= Extract =
- - -
HSC Mathematics Marathon (2 Viewers)

Drongoski · Sep 22, 2011

apollo1 said:
Im going to post a question on Drongoski's behalf:

By using geometric evidence, explain why:

$\int_{0}^{1}x^{n}dx +\int_{0}^{1}x^{\frac{1}{n}}dx = 1$

(n E Z)

Interesting question. Also didn't realise I'm reqd to post follow-up question. Thanks for posting on my behalf apollo1.

RANK 1 · Sep 22, 2011

apollo1 said:
Im going to post a question on Drongoski's behalf:

By using geometric evidence, explain why:

$\int_{0}^{1}x^{n}dx +\int_{0}^{1}x^{\frac{1}{n}}dx = 1$

(n E Z)

when i integrate that i get n+1, not 1........

Drongoski · Sep 22, 2011

RANK 1 said:
when i integrate that i get n+1, not 1........

No - you should get 1. Check again.
- - -
= Provided material =
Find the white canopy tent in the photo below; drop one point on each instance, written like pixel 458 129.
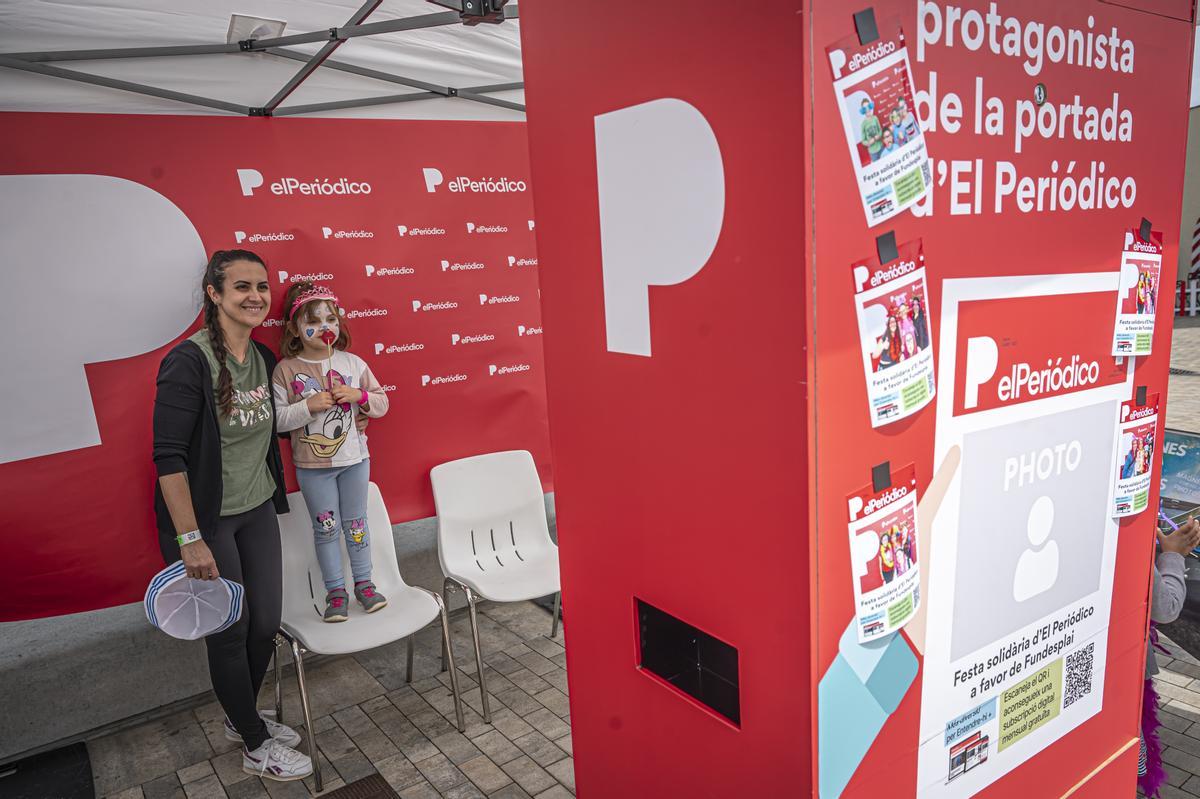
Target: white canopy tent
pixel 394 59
- - -
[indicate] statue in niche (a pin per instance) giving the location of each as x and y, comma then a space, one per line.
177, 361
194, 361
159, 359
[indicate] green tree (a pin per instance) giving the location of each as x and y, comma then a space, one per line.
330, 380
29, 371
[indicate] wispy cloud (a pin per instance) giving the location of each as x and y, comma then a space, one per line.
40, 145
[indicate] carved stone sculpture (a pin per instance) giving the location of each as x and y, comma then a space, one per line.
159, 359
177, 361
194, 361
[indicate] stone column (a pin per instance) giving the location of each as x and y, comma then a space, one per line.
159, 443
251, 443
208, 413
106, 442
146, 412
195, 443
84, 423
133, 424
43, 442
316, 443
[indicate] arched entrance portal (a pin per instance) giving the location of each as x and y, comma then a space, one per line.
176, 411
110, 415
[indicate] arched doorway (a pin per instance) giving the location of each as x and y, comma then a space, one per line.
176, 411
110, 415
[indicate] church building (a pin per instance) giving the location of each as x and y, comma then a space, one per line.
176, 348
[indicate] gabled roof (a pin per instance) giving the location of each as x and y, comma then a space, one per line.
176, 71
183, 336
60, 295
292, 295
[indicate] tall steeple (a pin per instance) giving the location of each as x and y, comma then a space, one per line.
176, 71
- - -
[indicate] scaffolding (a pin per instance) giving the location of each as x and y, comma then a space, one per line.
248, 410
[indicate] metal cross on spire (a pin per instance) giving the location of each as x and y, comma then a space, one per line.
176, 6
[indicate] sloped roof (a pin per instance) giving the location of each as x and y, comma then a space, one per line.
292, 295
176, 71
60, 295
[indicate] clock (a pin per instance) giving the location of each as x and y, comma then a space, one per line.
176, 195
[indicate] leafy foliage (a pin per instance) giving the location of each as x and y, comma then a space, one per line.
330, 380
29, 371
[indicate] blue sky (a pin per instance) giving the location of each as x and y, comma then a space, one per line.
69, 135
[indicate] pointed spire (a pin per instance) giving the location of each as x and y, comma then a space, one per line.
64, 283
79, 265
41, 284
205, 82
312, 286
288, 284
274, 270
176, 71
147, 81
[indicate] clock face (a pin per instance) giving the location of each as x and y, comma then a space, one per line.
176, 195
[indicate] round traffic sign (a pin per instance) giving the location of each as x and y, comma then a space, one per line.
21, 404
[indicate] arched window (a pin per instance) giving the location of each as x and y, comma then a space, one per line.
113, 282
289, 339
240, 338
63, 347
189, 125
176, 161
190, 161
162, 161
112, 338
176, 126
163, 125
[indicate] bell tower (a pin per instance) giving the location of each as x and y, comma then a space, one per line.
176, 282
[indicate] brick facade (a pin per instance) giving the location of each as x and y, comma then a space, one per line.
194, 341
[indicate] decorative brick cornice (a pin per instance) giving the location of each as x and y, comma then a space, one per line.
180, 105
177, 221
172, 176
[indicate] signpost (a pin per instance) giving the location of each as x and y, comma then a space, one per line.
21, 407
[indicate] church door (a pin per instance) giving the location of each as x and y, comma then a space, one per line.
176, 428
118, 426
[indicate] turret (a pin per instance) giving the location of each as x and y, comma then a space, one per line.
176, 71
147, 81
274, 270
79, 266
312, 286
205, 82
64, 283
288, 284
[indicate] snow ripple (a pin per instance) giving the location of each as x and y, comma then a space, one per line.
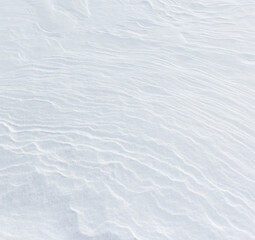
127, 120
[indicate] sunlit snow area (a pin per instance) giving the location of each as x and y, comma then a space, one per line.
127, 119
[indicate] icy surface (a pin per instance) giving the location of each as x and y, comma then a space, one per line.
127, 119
- - -
= Required tasks =
• 1. In the forum thread, who posted the integral question on Drongoski's behalf?
• 2. Please retype the part of the rows that opens with the line containing "Find the white" and closes with the line containing "pixel 394 59", leaving out the picture.

= Solved tasks =
• 1. apollo1

• 2.
Find the white canopy tent in the photo below; drop one point on each instance, written like pixel 458 129.
Target: white canopy tent
pixel 394 59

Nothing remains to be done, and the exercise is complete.